++++ Исходный текст ++++

Юрий Нагибин - Время жить
Если в Малой Вишере, где находилось политуправление, фронтовые впечатления исчерпывались беспрерывной бомбежкой и обстрелом с воздуха, разбором всевозможной немецкой письменности: от оперативных документов до личных писем погибших солдат — это называлось изучением противника, работой в газете на немецком языке, то поездки на передовую неизмеримо расширяли круг наблюдений. Здесь, в ротах, где мы обучали добровольцев-рупористов, на НП батальонов и полков во время боев местного значения, в освобожденных деревнях, куда надо было войти в числе первых, чтобы опросить свежих, не научившихся хитрить пленных, война открывалась во всей своей жестокой серьезности. Участвовать в бою, стрелять по зримому противнику мне довелось всего один раз. Мы должны были взять, но так и не взяли воображаемую (стратегическую) высоту. Этот тяжелый, неудачный бой описан в ряде моих рассказов.
Постепенно у меня набралась книжка военных рассказов о связистах и шоферах, переводчиках и политработниках, пехотинцах и фронтовых хозяйственниках. Надо сказать, что перед войной издательство «Советский писатель» намеревалось выпустить сборник моих рассказов, я рад, что сборник этот не вышел. Право печататься дала мне война, все-таки первый мой сборник «Человек с фронта», вышедший в «Советском писателе» в 1943 году, содержал крупицы подлинного опыта, незадаром давшегося.
В ноябре 1942 года в связи с расформированием газет для войск противника меня перевели на Воронежский фронт в седьмое отделение ПО шестидесятой армии на ту же должность, пышно именовавшуюся «инструктор-литератор». Здесь я пробыл недолго — месяц с небольшим. Мне крупно не повезло, дважды подряд меня контузило. В первый раз во время рупорной передачи из ничьей земли, второй раз на базаре в маленьком городке Анне, куда меня направили в госпиталь. Я едва успел выменять у какой-то бабки стакан варенца на катушку ниток, как откуда-то вынырнул немецкий «горбыль», скинул одну-единственную бомбу, и я не попробовал варенца. Меня отрыли, привели в сознание и отправили в Москву.

++++ Входные данные ++++

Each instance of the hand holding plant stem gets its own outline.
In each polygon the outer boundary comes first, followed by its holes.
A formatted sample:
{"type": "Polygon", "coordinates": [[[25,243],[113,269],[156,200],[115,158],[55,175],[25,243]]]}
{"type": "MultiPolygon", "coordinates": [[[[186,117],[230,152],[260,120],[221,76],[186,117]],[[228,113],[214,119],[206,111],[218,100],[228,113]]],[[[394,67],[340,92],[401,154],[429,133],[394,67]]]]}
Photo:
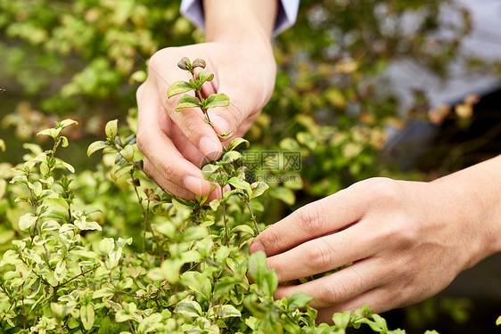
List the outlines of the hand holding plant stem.
{"type": "MultiPolygon", "coordinates": [[[[181,111],[181,109],[184,108],[200,108],[203,112],[203,116],[205,117],[205,120],[207,123],[212,126],[210,122],[210,118],[209,117],[209,113],[207,112],[209,108],[216,108],[216,107],[227,107],[230,105],[230,99],[226,94],[219,93],[219,94],[211,94],[209,95],[207,99],[204,99],[201,94],[201,86],[204,83],[212,81],[214,78],[214,74],[208,73],[204,71],[200,71],[198,74],[195,74],[196,68],[205,69],[206,63],[205,61],[202,59],[196,59],[193,62],[190,62],[190,60],[186,57],[184,57],[179,62],[177,63],[177,67],[179,69],[186,70],[190,72],[193,78],[190,81],[177,81],[174,84],[170,85],[168,89],[167,90],[167,95],[168,98],[171,98],[174,95],[180,94],[183,93],[186,93],[189,91],[194,91],[195,96],[192,96],[189,94],[183,95],[179,101],[177,102],[177,106],[176,108],[176,111],[181,111]]],[[[216,130],[215,130],[216,131],[216,130]]],[[[231,137],[233,135],[233,132],[223,133],[221,134],[218,134],[218,136],[222,139],[226,139],[231,137]]]]}
{"type": "MultiPolygon", "coordinates": [[[[136,94],[137,144],[145,157],[144,170],[163,189],[185,200],[210,192],[200,167],[218,159],[229,143],[221,143],[218,134],[245,134],[270,99],[276,74],[271,47],[276,2],[210,0],[204,2],[204,10],[207,43],[158,51],[136,94]],[[209,109],[207,116],[194,109],[176,111],[177,97],[167,99],[165,94],[168,86],[195,80],[189,71],[170,65],[183,57],[203,57],[217,78],[205,82],[201,97],[225,93],[231,97],[228,106],[209,109]]],[[[220,196],[214,189],[210,199],[220,196]]]]}
{"type": "MultiPolygon", "coordinates": [[[[177,106],[176,108],[177,111],[181,111],[181,110],[185,108],[198,107],[203,112],[207,123],[212,126],[207,110],[209,108],[228,106],[230,103],[229,98],[224,94],[213,94],[209,95],[207,99],[204,99],[202,97],[201,93],[202,85],[205,82],[211,81],[214,78],[214,74],[204,71],[200,71],[198,75],[195,75],[194,69],[197,67],[205,69],[206,63],[202,59],[196,59],[192,63],[188,58],[184,57],[177,63],[177,66],[181,69],[190,72],[193,76],[193,79],[190,79],[189,82],[177,81],[172,84],[167,90],[168,97],[171,98],[172,96],[177,94],[194,91],[194,97],[189,94],[184,94],[183,96],[181,96],[181,98],[177,102],[177,106]]],[[[221,138],[226,138],[231,135],[232,134],[229,133],[220,134],[219,136],[221,138]]],[[[258,227],[256,216],[252,212],[252,209],[250,208],[250,205],[249,204],[249,200],[253,197],[259,196],[267,188],[267,185],[263,183],[254,183],[253,184],[249,184],[247,182],[245,182],[245,167],[241,167],[237,168],[234,164],[235,161],[242,159],[242,155],[237,151],[234,151],[233,150],[236,149],[241,143],[245,143],[247,147],[249,147],[249,142],[244,139],[236,138],[233,140],[228,145],[228,149],[223,150],[224,153],[226,154],[223,156],[219,163],[206,165],[202,169],[204,177],[207,180],[217,183],[220,186],[221,190],[227,188],[227,186],[230,184],[234,187],[234,191],[223,194],[220,200],[214,200],[211,202],[211,206],[213,208],[218,208],[219,203],[221,204],[226,244],[228,244],[229,242],[229,237],[227,233],[226,203],[229,196],[234,193],[238,193],[240,195],[242,200],[245,203],[247,208],[249,209],[249,212],[250,213],[250,219],[254,224],[256,235],[258,235],[259,233],[259,229],[258,227]]],[[[197,200],[201,201],[202,204],[207,200],[207,197],[200,198],[197,196],[196,199],[197,200]]]]}

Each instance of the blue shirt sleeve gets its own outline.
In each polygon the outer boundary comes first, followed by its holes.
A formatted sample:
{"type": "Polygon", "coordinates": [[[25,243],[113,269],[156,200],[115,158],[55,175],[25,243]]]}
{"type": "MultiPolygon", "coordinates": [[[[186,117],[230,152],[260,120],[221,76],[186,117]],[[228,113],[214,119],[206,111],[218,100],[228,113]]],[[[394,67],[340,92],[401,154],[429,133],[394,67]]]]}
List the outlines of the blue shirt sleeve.
{"type": "MultiPolygon", "coordinates": [[[[300,0],[281,0],[274,34],[278,35],[291,28],[296,22],[300,0]]],[[[190,20],[195,26],[205,29],[203,8],[201,0],[183,0],[181,2],[181,13],[190,20]]]]}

++++

Вопросы и задания -
A) Перепишите из отрывка «Время жить» фрагмент начиная со слов «В ноябре 1942» и заканчивая словами «отправили в Москву.» включительно.
B) Замените в записях «blue» на «red» в строках от строки с «Each instance of the blue» до строки с «List the outlines of the blue shirt sleeve.» включительно. Приведите только эти строки, ничего больше в них не меняя.

Ответы к упражнению -
A)
В ноябре 1942 года в связи с расформированием газет для войск противника меня перевели на Воронежский фронт в седьмое отделение ПО шестидесятой армии на ту же должность, пышно именовавшуюся «инструктор-литератор». Здесь я пробыл недолго — месяц с небольшим. Мне крупно не повезло, дважды подряд меня контузило. В первый раз во время рупорной передачи из ничьей земли, второй раз на базаре в маленьком городке Анне, куда меня направили в госпиталь. Я едва успел выменять у какой-то бабки стакан варенца на катушку ниток, как откуда-то вынырнул немецкий «горбыль», скинул одну-единственную бомбу, и я не попробовал варенца. Меня отрыли, привели в сознание и отправили в Москву.

B)
Each instance of the red shirt sleeve gets its own outline.
In each polygon the outer boundary comes first, followed by its holes.
A formatted sample:
{"type": "Polygon", "coordinates": [[[25,243],[113,269],[156,200],[115,158],[55,175],[25,243]]]}
{"type": "MultiPolygon", "coordinates": [[[[186,117],[230,152],[260,120],[221,76],[186,117]],[[228,113],[214,119],[206,111],[218,100],[228,113]]],[[[394,67],[340,92],[401,154],[429,133],[394,67]]]]}
List the outlines of the red shirt sleeve.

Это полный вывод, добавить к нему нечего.